──────── Textauszug

Gewöhnlich bezieht sich eine solche Studie oder Forschung eher auf den Inhalt als auf die Form, auf das Ausgedrückte eher als auf die Art und Weise in der es verfasst wurde, ausgenommen der Blick des Dialektologen oder Sprachwissenschaftlers. Natürlich, wird man sagen, Heinis hat viel in Versen gedichtet aber es war wahrscheinlich üblich zu seiner Zeit, also gewöhnlich und unbedeutend. Kurz, die Metrik wird oft als eine Technik unter anderen angesehen, eine Art dekorative Ausschmückung.
So beurteilen viele Leute eine Kunst, die sie selbst nicht ausüben könnten. Diese Stellungnahme kann mit der Geringschätzung des elsässischen Dialektes verglichen werden, weil sie ihn nicht beherrschen. Das Geringste wäre jedoch, die Kunst des Dichters zu betrachten, und daraus eine Lehre zu ziehen.
Wir werden uns zuerst mit der Sprache von Heinis beschäftigen, besser gesagt mit seinen Sprachen, im Plural. Dann erst kümmern wir uns um Metrik, Verse, Strophen, und Reime. Schließlich werden wir versuchen einige bescheidene Schlüsse zu ziehen und sehen, wie dieser Schriftsteller und Priester sie in seinen Werk einsetzte.

────────────────
──────── Datensätze

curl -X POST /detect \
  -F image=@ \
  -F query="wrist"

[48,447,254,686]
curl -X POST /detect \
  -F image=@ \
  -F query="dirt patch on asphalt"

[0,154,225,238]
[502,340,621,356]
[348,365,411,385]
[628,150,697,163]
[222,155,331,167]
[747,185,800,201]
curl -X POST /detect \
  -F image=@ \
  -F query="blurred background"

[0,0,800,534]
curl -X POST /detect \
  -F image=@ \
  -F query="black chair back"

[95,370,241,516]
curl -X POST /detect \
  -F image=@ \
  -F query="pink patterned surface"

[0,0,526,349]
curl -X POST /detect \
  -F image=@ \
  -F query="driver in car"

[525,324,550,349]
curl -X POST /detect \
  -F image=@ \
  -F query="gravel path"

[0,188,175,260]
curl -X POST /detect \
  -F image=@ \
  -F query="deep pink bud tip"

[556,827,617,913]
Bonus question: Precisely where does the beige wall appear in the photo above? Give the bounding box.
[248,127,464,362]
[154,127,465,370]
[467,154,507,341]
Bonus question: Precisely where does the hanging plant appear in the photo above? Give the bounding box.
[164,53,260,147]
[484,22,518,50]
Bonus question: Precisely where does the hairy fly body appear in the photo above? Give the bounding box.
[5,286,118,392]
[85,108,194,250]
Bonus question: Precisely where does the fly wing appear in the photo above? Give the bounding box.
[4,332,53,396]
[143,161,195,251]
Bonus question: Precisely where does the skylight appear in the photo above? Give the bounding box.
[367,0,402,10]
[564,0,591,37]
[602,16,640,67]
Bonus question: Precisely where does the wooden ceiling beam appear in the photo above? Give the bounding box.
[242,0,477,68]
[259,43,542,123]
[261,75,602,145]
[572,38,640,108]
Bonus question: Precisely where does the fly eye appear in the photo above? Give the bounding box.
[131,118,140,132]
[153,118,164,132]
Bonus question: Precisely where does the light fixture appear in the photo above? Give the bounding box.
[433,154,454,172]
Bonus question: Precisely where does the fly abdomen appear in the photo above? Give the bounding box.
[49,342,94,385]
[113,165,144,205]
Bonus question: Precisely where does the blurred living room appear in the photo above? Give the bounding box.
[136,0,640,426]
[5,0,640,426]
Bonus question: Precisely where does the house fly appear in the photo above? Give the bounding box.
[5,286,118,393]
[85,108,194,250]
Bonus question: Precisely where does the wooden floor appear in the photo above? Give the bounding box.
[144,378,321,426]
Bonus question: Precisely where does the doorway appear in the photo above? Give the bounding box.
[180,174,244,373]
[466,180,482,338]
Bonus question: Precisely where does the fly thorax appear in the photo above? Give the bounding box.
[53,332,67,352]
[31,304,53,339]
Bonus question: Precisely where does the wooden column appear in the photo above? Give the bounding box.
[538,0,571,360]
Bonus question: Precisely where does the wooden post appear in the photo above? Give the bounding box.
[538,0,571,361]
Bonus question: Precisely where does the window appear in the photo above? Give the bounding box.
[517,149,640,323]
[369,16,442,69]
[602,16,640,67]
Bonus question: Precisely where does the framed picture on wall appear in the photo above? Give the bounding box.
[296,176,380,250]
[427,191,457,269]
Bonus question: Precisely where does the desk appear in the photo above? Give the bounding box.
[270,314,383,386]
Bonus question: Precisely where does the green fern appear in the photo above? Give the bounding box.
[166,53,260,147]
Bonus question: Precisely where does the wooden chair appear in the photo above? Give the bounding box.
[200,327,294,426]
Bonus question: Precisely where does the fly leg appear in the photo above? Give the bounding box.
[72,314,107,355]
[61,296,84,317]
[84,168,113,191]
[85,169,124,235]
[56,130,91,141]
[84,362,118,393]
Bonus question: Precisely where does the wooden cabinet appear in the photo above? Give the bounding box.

────────────────

■ Aufgaben
a - Stimmen die folgenden Aussagen mit dem Textauszug über Heinis überein? Beantworte jede mit Ja oder Nein und zitiere die entscheidenden Worte des Textes.
(i) Die Metrik wird häufig nur als schmückende Technik betrachtet.
(ii) Der Text will sich zuerst mit der Metrik und erst danach mit der Sprache von Heinis befassen.
(iii) Heinis war Schriftsteller und Priester.
b - Führe den Textauszug über Heinis im Anschluss an seinen letzten Satz fort.

■ Lösungen
a -
(i) Ja: „die Metrik wird oft als eine Technik unter anderen angesehen, eine Art dekorative Ausschmückung“
(ii) Nein: „Wir werden uns zuerst mit der Sprache von Heinis beschäftigen“ und „Dann erst kümmern wir uns um Metrik, Verse, Strophen, und Reime.“
(iii) Ja: „dieser Schriftsteller und Priester“

b -
Das dichterische Werk von Heinis ist dreisprachig: Deutsch, Elsässisch und Französisch. Gewiss, der französische Teil mag gering erscheinen, weil nur ein einziges Gedicht auf Französisch ist. Aber eine gewisse Zahl von französischen Ausdrücken, die sich allein hier und dort in die Strophen im Dialekt eingeschlichen haben, zeugen davon, dass der Autor die heutige Nationalsprache des Elsass gut beherrschte.
1. Deutsch
Wenn man nur die Zahl der betroffenen Gedichte betrachtet - fast zwei Drittel – so stellen die Gedichte auf Hochdeutsch bei weitem die Mehrheit dar. Das ist ganz normal, da es die schriftliche Sprache ist, die dem alemannischen Dialekt entspricht, umso mehr weil wir im 19. Jahrhundert sind und das Französisch im Elsass erst in der Mitte des 20. Jahrhunderts, nach dem zweiten Weltkrieg als Volkssprache gebraucht wird. (1)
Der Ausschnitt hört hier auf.